### Given problem
Put these records into a numbered list, leaving out any blank lines.

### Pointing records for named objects
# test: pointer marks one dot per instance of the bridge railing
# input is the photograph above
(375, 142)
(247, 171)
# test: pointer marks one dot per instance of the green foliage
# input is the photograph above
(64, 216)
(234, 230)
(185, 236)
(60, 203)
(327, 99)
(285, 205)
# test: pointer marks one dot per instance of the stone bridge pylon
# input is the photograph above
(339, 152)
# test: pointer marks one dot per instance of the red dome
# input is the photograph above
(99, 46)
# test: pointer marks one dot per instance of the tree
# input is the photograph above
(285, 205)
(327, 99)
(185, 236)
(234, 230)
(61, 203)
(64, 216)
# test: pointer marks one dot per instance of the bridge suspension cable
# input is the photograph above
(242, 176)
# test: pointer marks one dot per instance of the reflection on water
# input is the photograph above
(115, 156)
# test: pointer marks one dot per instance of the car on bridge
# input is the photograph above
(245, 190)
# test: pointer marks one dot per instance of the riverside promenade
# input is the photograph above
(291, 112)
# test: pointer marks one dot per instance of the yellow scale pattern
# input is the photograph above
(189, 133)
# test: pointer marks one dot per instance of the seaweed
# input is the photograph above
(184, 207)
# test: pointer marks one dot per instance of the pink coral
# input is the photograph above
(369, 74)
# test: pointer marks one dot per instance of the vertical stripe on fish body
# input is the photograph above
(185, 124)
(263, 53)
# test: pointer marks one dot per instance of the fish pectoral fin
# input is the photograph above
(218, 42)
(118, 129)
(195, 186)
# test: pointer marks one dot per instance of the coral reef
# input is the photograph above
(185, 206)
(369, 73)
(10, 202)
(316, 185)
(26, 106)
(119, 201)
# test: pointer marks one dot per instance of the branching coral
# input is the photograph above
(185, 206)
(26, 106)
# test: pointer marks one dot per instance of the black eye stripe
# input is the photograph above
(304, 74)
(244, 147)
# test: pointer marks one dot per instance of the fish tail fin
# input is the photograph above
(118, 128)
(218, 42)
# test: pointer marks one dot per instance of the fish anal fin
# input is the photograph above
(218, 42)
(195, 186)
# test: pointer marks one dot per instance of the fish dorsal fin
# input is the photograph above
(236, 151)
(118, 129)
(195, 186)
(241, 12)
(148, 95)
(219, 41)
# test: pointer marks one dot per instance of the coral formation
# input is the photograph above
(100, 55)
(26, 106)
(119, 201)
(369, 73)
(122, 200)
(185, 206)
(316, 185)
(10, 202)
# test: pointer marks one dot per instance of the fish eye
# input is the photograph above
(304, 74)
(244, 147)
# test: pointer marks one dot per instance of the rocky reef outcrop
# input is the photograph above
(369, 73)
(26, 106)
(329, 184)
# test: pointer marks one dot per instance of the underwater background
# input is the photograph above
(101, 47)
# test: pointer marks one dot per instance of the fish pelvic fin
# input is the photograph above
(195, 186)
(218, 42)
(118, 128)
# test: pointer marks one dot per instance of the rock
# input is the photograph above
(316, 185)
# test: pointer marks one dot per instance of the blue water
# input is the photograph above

### Correct answer
1. # test: pointer marks one dot per instance of the bridge railing
2. # input is the photograph above
3. (375, 142)
4. (247, 171)
5. # test: pointer marks one dot per instance of the green foliage
6. # input is the photograph above
7. (64, 216)
8. (234, 230)
9. (185, 236)
10. (60, 203)
11. (327, 99)
12. (285, 205)
13. # test: pointer marks one dot per instance of the stone bridge pylon
14. # input is the photograph above
15. (339, 152)
16. # test: pointer marks one dot per instance of the red dome
17. # input is the photograph above
18. (99, 46)
19. # test: pointer marks one dot per instance of the tree
20. # input is the photograph above
21. (285, 205)
22. (327, 99)
23. (185, 236)
24. (234, 230)
25. (61, 203)
26. (64, 216)
27. # test: pointer marks one dot per instance of the bridge suspension cable
28. # input is the photograph above
29. (242, 176)
30. # test: pointer marks one dot per instance of the reflection on water
31. # input is the photograph above
32. (115, 156)
33. # test: pointer marks one dot per instance of the car on bridge
34. # input is the photograph above
35. (245, 190)
36. # test: pointer marks one dot per instance of the riverside promenade
37. # input is the photograph above
38. (291, 112)
39. # test: pointer marks one dot per instance of the yellow scale pattern
40. # input is the photograph above
41. (189, 133)
42. # test: pointer marks one dot per instance of the seaweed
43. # input is the photograph above
44. (184, 207)
45. # test: pointer marks one dot per instance of the pink coral
46. # input is the photograph above
47. (369, 74)
48. # test: pointer marks one dot per instance of the vertical stripe on fish body
49. # input is the photograph above
50. (185, 124)
51. (263, 53)
52. # test: pointer marks one dot per instance of the fish pectoral fin
53. # input is the photograph above
54. (218, 42)
55. (118, 129)
56. (195, 186)
57. # test: pointer marks one dot per instance of the coral reef
58. # input is the photograph above
59. (185, 206)
60. (369, 73)
61. (10, 202)
62. (316, 185)
63. (26, 106)
64. (119, 201)
65. # test: pointer marks one dot per instance of the branching coral
66. # input is the photograph above
67. (185, 206)
68. (26, 106)
69. # test: pointer marks one dot per instance of the black eye stripe
70. # input is the photograph above
71. (304, 74)
72. (244, 147)
73. # test: pointer marks one dot per instance of the fish tail fin
74. # input is the photograph above
75. (118, 128)
76. (218, 42)
77. # test: pointer marks one dot per instance of the fish anal fin
78. # input is the photograph above
79. (218, 42)
80. (195, 186)
81. # test: pointer marks one dot per instance of the fish dorsal fin
82. # input is the photograph above
83. (236, 151)
84. (118, 129)
85. (195, 186)
86. (241, 12)
87. (148, 95)
88. (219, 41)
89. # test: pointer marks one dot per instance of the coral formation
90. # input is the photograph above
91. (100, 55)
92. (26, 106)
93. (119, 201)
94. (369, 73)
95. (122, 200)
96. (185, 206)
97. (316, 185)
98. (10, 202)
99. # test: pointer marks one dot per instance of the fish eye
100. # input is the photograph above
101. (304, 74)
102. (244, 147)
103. # test: pointer marks one dot per instance of the rocky reef outcrop
104. # input is the photograph above
105. (369, 73)
106. (26, 106)
107. (329, 184)
108. # test: pointer marks one dot per instance of the underwater background
109. # input is the photograph above
110. (101, 47)
111. # test: pointer marks one dot per instance of the fish pelvic fin
112. # input is the photograph above
113. (195, 186)
114. (218, 42)
115. (118, 128)
116. # test: pointer marks one dot per instance of the rock
117. # input is the photograph above
118. (316, 185)
119. # test: pointer marks one dot per instance of the blue water
120. # input is the photograph above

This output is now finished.